### YOUR TASK
Rename "mountain" to "hill" in the lines between the one holding "Return the segmentation of every instance of the **snow on" and the one holding "M 34 203 L 28", inclusive, and give only those lines with nothing else changed.

### TASK DATA
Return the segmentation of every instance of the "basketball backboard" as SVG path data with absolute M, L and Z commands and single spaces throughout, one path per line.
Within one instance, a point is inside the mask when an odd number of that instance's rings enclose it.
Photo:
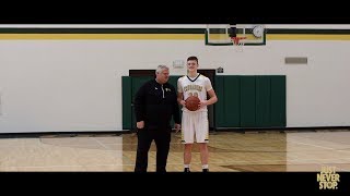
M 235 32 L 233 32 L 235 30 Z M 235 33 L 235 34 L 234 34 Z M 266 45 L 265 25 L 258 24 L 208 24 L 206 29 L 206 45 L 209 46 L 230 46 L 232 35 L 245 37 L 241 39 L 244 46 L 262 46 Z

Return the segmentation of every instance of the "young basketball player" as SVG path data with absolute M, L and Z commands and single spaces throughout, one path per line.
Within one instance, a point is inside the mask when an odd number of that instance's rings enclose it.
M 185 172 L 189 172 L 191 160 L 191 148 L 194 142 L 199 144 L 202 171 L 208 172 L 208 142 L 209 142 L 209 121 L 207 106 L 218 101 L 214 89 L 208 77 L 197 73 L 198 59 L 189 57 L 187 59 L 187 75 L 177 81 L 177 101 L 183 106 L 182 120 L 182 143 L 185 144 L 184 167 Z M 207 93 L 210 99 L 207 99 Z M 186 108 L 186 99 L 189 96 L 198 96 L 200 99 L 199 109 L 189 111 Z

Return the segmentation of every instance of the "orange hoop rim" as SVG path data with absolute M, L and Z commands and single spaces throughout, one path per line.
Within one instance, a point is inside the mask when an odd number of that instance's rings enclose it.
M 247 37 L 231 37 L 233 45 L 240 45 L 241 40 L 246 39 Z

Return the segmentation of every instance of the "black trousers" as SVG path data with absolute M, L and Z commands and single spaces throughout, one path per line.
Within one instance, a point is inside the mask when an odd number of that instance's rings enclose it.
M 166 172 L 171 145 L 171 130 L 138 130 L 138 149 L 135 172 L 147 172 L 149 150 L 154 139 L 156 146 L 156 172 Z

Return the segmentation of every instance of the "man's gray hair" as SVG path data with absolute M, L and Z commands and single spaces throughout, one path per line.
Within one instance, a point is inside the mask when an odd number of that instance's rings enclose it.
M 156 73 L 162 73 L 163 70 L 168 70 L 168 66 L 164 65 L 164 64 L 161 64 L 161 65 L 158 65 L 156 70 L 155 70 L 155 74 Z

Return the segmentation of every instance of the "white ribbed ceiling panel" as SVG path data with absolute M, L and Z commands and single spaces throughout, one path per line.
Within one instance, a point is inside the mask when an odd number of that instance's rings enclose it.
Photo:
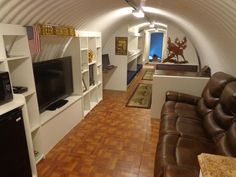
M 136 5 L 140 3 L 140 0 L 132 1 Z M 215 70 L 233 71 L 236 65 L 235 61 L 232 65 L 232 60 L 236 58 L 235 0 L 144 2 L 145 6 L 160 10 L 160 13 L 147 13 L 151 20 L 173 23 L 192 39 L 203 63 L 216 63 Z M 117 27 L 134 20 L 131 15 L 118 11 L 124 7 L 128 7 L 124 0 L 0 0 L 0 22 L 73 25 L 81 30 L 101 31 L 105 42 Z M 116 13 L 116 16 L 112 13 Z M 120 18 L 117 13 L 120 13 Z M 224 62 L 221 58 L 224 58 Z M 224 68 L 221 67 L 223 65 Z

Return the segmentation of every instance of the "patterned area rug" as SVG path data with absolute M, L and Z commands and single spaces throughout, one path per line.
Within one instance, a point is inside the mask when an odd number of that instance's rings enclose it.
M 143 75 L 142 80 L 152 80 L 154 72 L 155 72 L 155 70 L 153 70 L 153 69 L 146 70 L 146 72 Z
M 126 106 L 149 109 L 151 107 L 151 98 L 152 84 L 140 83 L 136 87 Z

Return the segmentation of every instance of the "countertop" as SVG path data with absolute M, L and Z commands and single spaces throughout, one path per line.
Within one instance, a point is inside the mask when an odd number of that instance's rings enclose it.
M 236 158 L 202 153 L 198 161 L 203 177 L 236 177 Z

==

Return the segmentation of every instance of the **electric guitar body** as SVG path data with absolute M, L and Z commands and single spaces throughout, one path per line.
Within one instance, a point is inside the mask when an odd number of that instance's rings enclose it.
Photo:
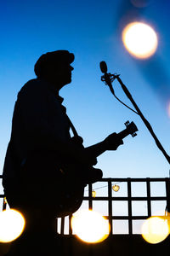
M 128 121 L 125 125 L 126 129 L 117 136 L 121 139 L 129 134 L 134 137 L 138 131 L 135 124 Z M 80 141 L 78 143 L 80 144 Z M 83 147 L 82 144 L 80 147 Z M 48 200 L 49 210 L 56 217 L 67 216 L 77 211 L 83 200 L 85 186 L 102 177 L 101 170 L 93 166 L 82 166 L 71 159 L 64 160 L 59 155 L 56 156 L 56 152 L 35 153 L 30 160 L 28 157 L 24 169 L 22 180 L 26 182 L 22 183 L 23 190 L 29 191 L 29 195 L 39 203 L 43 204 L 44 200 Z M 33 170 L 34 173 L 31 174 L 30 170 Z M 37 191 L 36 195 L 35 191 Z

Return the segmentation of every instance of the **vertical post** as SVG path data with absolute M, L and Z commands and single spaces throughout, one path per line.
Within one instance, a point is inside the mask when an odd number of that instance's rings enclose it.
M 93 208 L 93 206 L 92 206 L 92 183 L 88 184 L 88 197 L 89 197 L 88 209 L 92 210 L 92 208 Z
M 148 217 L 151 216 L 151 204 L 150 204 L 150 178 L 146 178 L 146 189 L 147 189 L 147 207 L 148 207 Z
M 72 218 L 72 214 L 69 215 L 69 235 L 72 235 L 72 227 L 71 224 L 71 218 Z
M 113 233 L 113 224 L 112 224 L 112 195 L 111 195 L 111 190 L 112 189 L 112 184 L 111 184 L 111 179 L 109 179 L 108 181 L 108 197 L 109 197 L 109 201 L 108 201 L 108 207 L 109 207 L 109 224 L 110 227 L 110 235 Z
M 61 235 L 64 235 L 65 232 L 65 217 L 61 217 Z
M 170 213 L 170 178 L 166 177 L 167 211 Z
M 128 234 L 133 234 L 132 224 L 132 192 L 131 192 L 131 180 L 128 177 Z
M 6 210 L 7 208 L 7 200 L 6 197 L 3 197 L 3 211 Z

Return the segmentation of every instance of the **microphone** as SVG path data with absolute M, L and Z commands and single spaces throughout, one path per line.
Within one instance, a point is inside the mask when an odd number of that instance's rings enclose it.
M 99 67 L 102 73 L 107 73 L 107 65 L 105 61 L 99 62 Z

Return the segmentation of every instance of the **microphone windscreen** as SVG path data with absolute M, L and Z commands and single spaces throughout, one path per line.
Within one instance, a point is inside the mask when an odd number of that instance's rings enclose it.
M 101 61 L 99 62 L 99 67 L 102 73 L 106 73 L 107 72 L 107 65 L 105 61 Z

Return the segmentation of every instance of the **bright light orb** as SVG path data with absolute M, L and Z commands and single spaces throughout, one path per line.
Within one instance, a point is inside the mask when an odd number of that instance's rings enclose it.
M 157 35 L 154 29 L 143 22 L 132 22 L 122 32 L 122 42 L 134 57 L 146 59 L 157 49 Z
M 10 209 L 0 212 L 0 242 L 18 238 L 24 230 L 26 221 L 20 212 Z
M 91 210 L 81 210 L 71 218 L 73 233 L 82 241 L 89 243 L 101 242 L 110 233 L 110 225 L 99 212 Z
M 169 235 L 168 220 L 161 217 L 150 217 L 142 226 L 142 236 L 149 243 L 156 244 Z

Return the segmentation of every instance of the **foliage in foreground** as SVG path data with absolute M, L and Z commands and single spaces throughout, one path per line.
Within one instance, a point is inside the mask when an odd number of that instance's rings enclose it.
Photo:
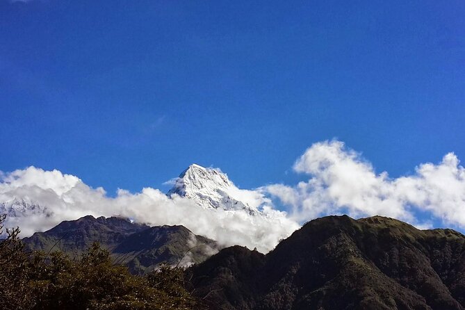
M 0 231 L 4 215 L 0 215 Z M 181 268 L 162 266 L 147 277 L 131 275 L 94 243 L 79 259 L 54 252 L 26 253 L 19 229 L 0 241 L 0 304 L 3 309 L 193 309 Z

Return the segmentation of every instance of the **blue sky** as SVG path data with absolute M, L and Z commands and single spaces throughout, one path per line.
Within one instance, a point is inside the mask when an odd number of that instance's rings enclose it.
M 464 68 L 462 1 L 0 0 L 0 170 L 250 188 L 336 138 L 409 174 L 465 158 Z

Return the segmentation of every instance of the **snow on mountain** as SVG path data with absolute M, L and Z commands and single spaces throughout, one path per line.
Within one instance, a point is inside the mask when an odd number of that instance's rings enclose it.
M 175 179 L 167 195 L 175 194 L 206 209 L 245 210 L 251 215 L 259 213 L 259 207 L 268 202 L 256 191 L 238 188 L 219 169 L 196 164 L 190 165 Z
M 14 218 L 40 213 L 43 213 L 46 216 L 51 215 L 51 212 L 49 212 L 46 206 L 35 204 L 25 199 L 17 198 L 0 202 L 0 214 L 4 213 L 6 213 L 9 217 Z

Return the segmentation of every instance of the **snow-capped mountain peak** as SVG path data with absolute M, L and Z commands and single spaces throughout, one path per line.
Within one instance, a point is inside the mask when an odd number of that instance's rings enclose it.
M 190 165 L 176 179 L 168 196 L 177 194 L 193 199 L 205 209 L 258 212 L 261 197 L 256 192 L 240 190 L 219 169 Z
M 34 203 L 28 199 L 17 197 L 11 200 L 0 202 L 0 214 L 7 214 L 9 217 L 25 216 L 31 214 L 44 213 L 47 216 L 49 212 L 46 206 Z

### RESULT
Return the segmentation of every instance of the **snow on hill** as SVG path data with absolute M, L and Z commands and single spaces throughout, one path per line.
Within one instance, a point is inside the mask when an odd number of that instance's rings enclose it.
M 175 179 L 167 195 L 175 194 L 206 209 L 245 210 L 251 215 L 259 213 L 259 207 L 268 202 L 256 191 L 238 188 L 219 169 L 196 164 L 190 165 Z
M 14 218 L 40 213 L 43 213 L 46 216 L 51 215 L 51 212 L 49 212 L 46 206 L 35 204 L 25 199 L 17 198 L 0 202 L 0 214 L 4 213 L 6 213 L 9 217 Z

Return the segmentation of every instance of the **snow-capped hill peak** as SVG path data with absolute M, L and Z commands and single spaces throughout, one path per line.
Within one instance, a point is inside the mask when an odd number of that instance's rings enclose it.
M 190 165 L 176 179 L 168 196 L 177 194 L 193 199 L 205 209 L 258 212 L 261 197 L 256 192 L 240 190 L 219 169 Z
M 34 203 L 28 199 L 17 197 L 11 200 L 0 202 L 0 214 L 7 214 L 9 217 L 25 216 L 31 214 L 44 213 L 47 216 L 49 212 L 46 206 Z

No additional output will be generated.